◆ Task
Repeat each entry word for word.

[Records from a data collection]
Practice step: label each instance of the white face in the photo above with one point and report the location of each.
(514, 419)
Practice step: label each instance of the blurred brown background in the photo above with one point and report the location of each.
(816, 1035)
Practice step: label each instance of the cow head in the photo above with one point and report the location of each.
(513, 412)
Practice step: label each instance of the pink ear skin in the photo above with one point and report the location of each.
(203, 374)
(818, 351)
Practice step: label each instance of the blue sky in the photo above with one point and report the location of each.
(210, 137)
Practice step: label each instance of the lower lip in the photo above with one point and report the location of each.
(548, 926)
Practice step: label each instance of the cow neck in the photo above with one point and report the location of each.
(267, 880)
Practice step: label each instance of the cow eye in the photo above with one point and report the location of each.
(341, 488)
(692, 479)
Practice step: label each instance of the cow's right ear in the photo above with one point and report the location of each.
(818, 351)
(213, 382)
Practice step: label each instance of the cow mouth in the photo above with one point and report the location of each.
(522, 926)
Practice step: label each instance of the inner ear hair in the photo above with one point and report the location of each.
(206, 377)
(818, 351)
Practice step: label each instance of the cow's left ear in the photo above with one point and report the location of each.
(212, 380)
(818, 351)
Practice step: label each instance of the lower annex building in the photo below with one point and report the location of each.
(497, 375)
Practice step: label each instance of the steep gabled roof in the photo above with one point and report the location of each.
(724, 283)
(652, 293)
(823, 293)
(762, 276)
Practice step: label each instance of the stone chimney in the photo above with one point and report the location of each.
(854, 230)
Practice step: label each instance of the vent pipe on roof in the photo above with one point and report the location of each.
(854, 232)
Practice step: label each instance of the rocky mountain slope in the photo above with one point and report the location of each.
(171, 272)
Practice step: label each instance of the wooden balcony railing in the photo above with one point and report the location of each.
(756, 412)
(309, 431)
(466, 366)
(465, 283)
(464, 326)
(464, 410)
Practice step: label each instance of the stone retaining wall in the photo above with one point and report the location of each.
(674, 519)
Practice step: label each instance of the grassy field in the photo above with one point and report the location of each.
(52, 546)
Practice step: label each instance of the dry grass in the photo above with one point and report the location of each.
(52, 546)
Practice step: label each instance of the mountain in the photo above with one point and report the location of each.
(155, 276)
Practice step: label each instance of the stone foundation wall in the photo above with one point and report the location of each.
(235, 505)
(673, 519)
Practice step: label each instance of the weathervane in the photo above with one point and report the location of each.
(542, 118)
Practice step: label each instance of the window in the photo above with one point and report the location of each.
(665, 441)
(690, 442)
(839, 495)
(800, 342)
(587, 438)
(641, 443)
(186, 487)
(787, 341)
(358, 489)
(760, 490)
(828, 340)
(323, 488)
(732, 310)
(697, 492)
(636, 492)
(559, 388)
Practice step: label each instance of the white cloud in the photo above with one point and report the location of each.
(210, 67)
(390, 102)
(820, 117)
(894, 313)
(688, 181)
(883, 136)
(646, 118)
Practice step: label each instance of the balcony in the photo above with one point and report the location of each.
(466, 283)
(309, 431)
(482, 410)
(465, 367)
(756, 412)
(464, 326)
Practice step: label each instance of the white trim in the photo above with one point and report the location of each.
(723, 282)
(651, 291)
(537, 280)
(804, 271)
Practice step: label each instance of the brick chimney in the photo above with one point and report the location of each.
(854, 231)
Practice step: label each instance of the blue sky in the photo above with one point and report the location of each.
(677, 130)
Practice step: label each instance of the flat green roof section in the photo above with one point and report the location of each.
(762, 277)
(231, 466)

◆ Exercise result
Practice step: label each instance of the white face in the photo above with one point and report the location of each.
(514, 419)
Practice step: label each instance of the blurred brown background in the photo above with one point and report the location of each.
(816, 1035)
Practice step: label each instance of the cow head in the photo above with one point and report the location of each.
(513, 412)
Practice step: label each instance of the pink ear skin in the photo above with one point and report the location of each.
(203, 374)
(818, 351)
Practice step: label each instance of the blue sky in the photo above with one point and report the location of each.
(210, 137)
Practice step: label each instance of the lower lip in the photo above with one point and report the location of each.
(548, 926)
Practice step: label each instance of the cow neck in the photo above with one point and report the location of each.
(267, 880)
Practice step: label each instance of the cow eye in the photo above with one point and report the location of each.
(341, 488)
(692, 479)
Practice step: label each instance of the cow's right ear in the photo above with one point and report the location of each.
(818, 351)
(213, 382)
Practice step: label each instance of the cow mouth in the photo above with one point and report the location of each.
(522, 926)
Practice step: label each instance of the inner ear hair in the photo above with one point and report the location of each.
(206, 377)
(818, 351)
Practice step: label each instance of the cow's left ear in the photo above with one point and report the location of each.
(212, 380)
(818, 351)
Practice step: label each instance of the lower annex building in the photo below with one point and report the location of each.
(497, 375)
Practice step: label each instance of the steep gabled roof in the photo above with one point and report the location of each.
(724, 283)
(652, 293)
(823, 293)
(762, 276)
Practice step: label each instance of the stone chimney in the photo above with one point and report the location of each.
(854, 230)
Practice step: label each instance of the vent pipe on roof in the photo above with one point and report the location of each.
(854, 232)
Practice step: label each instance of the rocky mountain slope in the photo above with one point and report the location of each.
(171, 272)
Practice step: label each instance of the wooden balcony railing in the photo above with one point and report the location of each.
(756, 412)
(309, 431)
(466, 366)
(465, 283)
(464, 326)
(464, 410)
Practice step: label each instance of the stone retaining wall in the photo above with one point and report the location of each.
(674, 519)
Practice step: label each instance of the grassy field in the photo above with one point and report the location of each.
(52, 546)
Practice step: label each instance of the dry grass in the photo above with one point and report the location of each.
(52, 546)
Practice step: label each instance of the mountain in the photo above with one point and report the location of each.
(155, 276)
Practice step: label each instance of the stone foundation wall in the photo above with one point and report the location of each.
(235, 505)
(673, 519)
Practice step: label each instance of the weathervane in the photo above with one point and report the location of each.
(542, 118)
Practice step: label each instance of the window in the photo above with one point and report the location of each.
(665, 441)
(690, 442)
(839, 495)
(800, 342)
(587, 438)
(641, 443)
(186, 487)
(787, 341)
(358, 489)
(760, 490)
(828, 340)
(323, 488)
(732, 310)
(697, 492)
(636, 492)
(559, 388)
Practice step: label each instance of the white cloud in the photo above with one point and report the location of each.
(210, 67)
(390, 102)
(820, 117)
(894, 313)
(688, 181)
(883, 136)
(646, 118)
Practice step: label each instance of the balcony in the photo above with one point and report the location of each.
(466, 283)
(309, 431)
(482, 410)
(465, 367)
(756, 412)
(464, 326)
Practice step: label each instance of the white trim in the photo above with one point and report the location of each.
(723, 282)
(651, 291)
(537, 280)
(804, 271)
Practice step: label each instance of the brick chimney in the photo above with one point and report the location of each.
(854, 231)
Practice step: label each instance of the blue sky in the photo above with one point and report the location of each.
(677, 130)
Practice step: label each instance of the flat green roof section in the photo above with one point and report the location of each.
(762, 277)
(231, 466)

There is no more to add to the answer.